文档摘录:

——————————

The Flask Mega-Tutorial 之 Chapter 16：Full Text Search （全文搜索）

最新推荐文章于 2023-06-16 22:16:04 发布

Kungreye

最新推荐文章于 2023-06-16 22:16:04 发布

阅读量394

点赞数 1

分类专栏： Flask

本文链接：https://blog.csdn.net/Kungreye/article/details/80879699

版权

Flask 专栏收录该内容

12 篇文章 0 订阅

订阅专栏

小引

为 Microblog 添加 全文搜索 ，对于给定的搜索词（search term），返回包含搜索词的所有 posts，并按照相关度降序排列。

Intro to Full-Text Search Engines

1、开源 full-text search 引擎：

Elasticsearch
Apache Solr
Whoosh
Xapian
Sphinx

2、具备搜索能力的 database：

SQLite、MySQL、PostgreSQL
MongoDB、CouchDB

relational db 虽有搜索功能，但由于 SQLAlchemy 不支持这个功能，所以必须自己写原生 SQL 语句，或者找到一个库能够实现 text search 的 high-level acess 同时与 SQLAlchemy 协同。

Elasticsearch 作为 ELK 栈（Elasticsearch-Logstash-Kibana，for indexing logs）的一员，有很高的流行度，选择Elasticsearch 用于本项目。

注：将 text indexing 和 searching 相关的 funcs，封装到单独的 module 中。若之后需要改换 search engine ，则只需改写此 module 的相关 funcs 即可。

Installing Elasticsearch

1、安装 Elasticsearch 之前，须先安装 JDK 8

How to Install Java 8 on Debian 9/8/7 via PPA
How to Install JAVA 8 on Ubuntu 18.04/16.04, LinuxMint 18/17
Ubuntu 安装 JDK 7 / JDK8 的两种方式

1-1 Add Java 8 PPA

Create a new Apt configuration file， /etc/apt/sources.list.d/java-8-debian.list,

sudo vim /etc/apt/sources.list.d/java-8-debian.list

添加如下内容

deb http://ppa.launchpad.net/webupd8team/java/ubuntu trusty main
deb-src http://ppa.launchpad.net/webupd8team/java/ubuntu trusty main

引入 GPG key（用于 package 安装前的验证）.

sudo apt-key adv --keyserver keyserver.ubuntu.com --recv-keys EEA14886

1-2 安装 Java 8

sudo apt-get update
sudo apt-get install oracle-java8-installer

1-3 验证 Java 安装成功

设定版本

sudo apt-get install oracle-java8-set-default

The apt repository provides package oracle-java8-set-default to set Java 8 as default Java version.
验证版本

$ java -version

java version "1.8.0_171"
Java(TM) SE Runtime Environment (build 1.8.0_171-b11)
Java HotSpot(TM) 64-Bit Server VM (build 25.171-b11, mixed mode)

——————————

(数据集记录)
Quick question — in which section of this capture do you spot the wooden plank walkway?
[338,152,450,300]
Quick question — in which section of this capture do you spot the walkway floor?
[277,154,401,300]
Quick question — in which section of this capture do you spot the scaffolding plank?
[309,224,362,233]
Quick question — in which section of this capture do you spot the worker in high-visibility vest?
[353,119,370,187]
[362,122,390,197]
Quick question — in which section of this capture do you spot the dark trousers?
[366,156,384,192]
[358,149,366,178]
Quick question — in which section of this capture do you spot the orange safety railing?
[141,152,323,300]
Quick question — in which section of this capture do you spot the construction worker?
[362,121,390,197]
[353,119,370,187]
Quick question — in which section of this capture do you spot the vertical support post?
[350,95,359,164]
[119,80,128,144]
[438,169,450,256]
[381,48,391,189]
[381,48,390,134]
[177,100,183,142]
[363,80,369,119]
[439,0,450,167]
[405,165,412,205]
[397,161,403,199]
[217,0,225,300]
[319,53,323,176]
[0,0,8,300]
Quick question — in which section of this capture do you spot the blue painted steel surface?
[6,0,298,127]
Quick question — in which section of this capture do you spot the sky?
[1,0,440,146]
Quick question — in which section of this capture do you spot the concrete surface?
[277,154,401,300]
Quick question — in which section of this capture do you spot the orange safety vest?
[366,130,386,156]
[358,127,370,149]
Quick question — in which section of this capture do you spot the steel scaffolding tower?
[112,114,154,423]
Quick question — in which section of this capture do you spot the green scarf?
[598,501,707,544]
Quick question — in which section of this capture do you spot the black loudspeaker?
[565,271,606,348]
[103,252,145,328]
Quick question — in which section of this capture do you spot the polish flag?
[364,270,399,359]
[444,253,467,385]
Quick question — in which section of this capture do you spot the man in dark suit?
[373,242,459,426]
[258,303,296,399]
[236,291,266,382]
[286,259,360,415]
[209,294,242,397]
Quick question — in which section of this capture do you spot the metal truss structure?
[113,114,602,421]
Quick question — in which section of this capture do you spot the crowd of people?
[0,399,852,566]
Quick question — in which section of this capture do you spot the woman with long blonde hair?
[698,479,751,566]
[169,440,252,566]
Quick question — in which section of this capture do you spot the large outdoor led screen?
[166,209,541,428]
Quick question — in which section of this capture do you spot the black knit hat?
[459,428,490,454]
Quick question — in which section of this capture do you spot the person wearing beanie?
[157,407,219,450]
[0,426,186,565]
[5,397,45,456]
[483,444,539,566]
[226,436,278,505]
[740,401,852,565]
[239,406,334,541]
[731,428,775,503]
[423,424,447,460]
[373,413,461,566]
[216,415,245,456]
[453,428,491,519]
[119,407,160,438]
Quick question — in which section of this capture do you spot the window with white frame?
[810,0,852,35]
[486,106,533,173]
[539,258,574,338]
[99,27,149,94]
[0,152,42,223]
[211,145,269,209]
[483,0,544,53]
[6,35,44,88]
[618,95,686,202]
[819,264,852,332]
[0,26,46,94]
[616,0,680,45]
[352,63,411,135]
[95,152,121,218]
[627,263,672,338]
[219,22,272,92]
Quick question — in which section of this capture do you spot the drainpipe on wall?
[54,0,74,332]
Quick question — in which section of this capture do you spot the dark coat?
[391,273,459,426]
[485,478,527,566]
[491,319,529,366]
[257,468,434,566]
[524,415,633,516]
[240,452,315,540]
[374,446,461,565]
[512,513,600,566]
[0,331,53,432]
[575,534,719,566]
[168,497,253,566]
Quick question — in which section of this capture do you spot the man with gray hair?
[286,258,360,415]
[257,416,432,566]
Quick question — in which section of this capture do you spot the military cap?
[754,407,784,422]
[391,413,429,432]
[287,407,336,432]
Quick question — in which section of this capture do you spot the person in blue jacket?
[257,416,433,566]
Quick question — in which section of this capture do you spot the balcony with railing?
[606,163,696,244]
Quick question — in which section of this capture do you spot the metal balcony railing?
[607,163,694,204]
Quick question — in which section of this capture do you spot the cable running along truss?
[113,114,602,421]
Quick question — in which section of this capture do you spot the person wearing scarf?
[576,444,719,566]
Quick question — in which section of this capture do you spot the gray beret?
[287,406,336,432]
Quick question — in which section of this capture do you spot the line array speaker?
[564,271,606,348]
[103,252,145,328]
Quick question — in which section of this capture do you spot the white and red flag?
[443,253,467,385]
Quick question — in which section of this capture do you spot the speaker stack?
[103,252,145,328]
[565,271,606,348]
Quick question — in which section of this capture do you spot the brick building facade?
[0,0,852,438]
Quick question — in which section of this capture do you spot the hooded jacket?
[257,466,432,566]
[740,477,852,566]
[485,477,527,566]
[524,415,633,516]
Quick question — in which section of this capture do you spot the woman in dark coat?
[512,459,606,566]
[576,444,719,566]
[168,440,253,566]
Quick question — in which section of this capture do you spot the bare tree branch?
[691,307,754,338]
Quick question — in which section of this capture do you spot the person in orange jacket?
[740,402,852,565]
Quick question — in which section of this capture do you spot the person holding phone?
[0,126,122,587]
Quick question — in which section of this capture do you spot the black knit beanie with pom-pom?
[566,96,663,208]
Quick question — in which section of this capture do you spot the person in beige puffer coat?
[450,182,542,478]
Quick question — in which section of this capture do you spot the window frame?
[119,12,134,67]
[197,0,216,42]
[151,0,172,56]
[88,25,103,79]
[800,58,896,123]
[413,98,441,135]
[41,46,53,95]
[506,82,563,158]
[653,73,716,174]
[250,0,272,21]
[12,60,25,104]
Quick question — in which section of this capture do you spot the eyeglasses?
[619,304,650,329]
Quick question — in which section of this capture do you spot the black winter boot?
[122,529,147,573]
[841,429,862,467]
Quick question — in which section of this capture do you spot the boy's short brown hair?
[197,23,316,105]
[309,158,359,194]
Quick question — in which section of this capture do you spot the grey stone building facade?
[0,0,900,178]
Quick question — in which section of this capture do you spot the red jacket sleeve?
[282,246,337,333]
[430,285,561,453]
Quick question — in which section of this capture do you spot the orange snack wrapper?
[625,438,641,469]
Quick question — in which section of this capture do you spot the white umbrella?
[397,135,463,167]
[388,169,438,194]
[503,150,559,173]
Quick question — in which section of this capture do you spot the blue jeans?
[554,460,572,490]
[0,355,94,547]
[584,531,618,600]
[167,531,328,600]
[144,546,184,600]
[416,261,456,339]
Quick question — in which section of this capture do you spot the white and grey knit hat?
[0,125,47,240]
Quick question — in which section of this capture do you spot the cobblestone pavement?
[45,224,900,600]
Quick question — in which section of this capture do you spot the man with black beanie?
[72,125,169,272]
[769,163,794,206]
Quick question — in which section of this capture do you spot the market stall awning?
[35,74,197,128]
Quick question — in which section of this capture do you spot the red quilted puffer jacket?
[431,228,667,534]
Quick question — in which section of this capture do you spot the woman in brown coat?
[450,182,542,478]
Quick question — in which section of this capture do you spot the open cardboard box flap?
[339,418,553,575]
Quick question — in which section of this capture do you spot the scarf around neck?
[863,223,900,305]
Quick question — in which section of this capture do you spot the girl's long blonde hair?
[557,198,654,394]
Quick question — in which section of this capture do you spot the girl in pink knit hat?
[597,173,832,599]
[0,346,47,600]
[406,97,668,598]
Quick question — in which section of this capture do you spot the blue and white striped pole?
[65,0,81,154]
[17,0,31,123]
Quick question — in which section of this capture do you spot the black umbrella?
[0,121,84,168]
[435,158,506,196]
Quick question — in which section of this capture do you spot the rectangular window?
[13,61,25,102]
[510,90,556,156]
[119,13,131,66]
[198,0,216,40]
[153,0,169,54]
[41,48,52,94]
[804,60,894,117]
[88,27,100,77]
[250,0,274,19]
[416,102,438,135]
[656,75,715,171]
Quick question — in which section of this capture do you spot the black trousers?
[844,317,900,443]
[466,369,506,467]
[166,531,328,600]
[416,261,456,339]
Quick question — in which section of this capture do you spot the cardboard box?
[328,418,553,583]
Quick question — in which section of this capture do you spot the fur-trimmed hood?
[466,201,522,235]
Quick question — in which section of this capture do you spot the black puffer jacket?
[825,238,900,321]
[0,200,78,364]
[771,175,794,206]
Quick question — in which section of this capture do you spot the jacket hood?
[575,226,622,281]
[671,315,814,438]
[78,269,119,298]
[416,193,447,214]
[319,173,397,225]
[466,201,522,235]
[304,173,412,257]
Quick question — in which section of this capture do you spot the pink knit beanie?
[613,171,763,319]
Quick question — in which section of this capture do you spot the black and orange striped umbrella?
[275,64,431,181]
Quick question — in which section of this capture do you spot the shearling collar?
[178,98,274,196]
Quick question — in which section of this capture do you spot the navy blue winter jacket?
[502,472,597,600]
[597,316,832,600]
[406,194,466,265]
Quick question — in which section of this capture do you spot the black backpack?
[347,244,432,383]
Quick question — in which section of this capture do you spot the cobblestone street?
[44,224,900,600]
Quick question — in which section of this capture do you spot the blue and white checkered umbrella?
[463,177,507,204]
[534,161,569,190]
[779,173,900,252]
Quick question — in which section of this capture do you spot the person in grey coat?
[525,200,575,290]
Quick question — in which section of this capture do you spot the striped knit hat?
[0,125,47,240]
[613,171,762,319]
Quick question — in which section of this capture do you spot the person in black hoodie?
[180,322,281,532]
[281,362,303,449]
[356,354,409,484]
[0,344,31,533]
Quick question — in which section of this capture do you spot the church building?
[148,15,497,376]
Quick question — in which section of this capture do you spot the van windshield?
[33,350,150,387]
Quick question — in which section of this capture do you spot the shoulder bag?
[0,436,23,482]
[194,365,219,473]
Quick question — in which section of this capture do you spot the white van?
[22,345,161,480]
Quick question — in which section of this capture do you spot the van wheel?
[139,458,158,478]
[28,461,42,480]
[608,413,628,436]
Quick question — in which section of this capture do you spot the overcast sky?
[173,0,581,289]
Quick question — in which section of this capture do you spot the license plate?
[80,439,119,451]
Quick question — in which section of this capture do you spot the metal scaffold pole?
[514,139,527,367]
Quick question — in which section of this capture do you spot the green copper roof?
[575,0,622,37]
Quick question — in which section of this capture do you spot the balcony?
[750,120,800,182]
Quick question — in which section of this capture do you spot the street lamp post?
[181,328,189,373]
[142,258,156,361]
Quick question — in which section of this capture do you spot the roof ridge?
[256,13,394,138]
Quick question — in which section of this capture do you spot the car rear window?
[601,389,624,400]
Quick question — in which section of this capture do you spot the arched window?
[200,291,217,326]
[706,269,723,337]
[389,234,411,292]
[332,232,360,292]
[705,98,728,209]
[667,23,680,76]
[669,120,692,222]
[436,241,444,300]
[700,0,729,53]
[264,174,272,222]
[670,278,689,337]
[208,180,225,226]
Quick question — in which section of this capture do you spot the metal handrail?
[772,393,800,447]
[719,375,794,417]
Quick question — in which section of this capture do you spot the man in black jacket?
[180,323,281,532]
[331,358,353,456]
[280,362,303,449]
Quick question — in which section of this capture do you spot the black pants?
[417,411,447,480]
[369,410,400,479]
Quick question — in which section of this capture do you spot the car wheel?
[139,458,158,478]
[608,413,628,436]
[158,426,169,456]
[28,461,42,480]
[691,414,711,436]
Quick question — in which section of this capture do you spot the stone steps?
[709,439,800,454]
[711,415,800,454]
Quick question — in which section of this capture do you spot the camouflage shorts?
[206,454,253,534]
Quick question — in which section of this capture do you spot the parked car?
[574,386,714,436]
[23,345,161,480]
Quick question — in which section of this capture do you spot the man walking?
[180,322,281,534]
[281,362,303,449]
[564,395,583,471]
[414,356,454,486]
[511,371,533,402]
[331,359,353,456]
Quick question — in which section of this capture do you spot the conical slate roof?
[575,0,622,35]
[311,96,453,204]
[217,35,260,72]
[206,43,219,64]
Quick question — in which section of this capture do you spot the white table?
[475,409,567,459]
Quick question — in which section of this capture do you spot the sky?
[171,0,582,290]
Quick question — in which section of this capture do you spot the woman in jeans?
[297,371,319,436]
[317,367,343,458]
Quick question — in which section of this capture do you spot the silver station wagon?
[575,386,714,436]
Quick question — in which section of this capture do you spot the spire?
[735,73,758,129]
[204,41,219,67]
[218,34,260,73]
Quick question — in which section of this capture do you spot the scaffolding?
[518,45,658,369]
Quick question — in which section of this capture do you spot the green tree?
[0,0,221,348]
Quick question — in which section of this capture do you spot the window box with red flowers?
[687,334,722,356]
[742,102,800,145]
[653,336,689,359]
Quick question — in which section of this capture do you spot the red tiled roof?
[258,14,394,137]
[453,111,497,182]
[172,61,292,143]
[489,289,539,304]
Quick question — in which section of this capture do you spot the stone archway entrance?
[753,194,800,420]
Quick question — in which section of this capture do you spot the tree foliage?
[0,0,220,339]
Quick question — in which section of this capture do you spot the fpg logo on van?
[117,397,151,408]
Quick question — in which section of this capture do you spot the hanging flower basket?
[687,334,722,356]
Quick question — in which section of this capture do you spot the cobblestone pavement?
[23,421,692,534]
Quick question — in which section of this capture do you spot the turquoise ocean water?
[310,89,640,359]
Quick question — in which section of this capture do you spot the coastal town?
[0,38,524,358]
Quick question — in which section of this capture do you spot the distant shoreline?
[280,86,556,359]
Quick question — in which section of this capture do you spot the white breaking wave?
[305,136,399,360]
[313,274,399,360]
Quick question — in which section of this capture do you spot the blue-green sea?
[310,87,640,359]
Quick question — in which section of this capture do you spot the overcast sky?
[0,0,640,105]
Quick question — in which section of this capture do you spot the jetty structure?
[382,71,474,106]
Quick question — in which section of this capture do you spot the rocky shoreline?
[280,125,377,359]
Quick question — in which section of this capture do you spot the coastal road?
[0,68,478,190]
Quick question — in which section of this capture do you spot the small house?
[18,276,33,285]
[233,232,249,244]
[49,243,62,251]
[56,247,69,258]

——————————

布置任务:
1. 根据全文搜索教程回答以下问题：
(a) 本项目选用了哪个搜索引擎？
(b) 安装该搜索引擎之前，必须先安装什么？
(c) 哪个软件包用于将 Java 8 设为默认的 Java 版本？
2. 请从全文搜索教程最后显示的内容之后开始续写。

任务答案:
1.
(a) Elasticsearch。
(b) JDK 8。
(c) oracle-java8-set-default。

2.
1-4 搭建 JAVA_HOME 和 JRE_HOME 环境变量

修改环境变量（针对 user ）

sudo vim ~/.bashrc

如需要针对系统，则更改 /etc/environment
在 ~/.bashrc 追加内容

# set oracle jdk environment
export JAVA_HOME=/usr/lib/jvm/java-8-oracle
export JRE_HOME=${JAVA_HOME}/jre

使环境变量马上生效

source ~/.bashrc

2、安装 Elasticsearch

wget https://artifacts.elastic.co/downloads/elasticsearch/elasticsearch-6.3.0.deb
wget https://artifacts.elastic.co/downloads/elasticsearch/elasticsearch-6.3.0.deb.sha512
shasum -a 512 -c elasticsearch-6.3.0.deb.sha512 
sudo dpkg -i elasticsearch-6.3.0.deb

Compares the SHA of the downloaded Debian package and the published checksum, which should output elasticsearch-{version}.deb: OK.

checksum_SHA_verification

3、启动 / 关闭 Elasticsearch

Running / Stopping Elasticsearch with systemd

sudo systemctl start elasticsearch.service
sudo systemctl stop elasticsearch.service

如果想开机启动Elasticsearch，则

sudo /bin/systemctl daemon-reload
sudo /bin/systemctl enable elasticsearch.service

验证 Elasticsearch 运行

http://localhost:9200

这里写图片描述

4、安装 Elasticsearch 对应的 python 客户端

(venv) $ pip install elasticsearch

注：更新 requirements.txt

Elasticsearch Tutorial

1、建立 Elasticsearch connection

>>> from elasticsearch import Elasticsearch
>>> es = Elasticsearch('http://localhost:9200')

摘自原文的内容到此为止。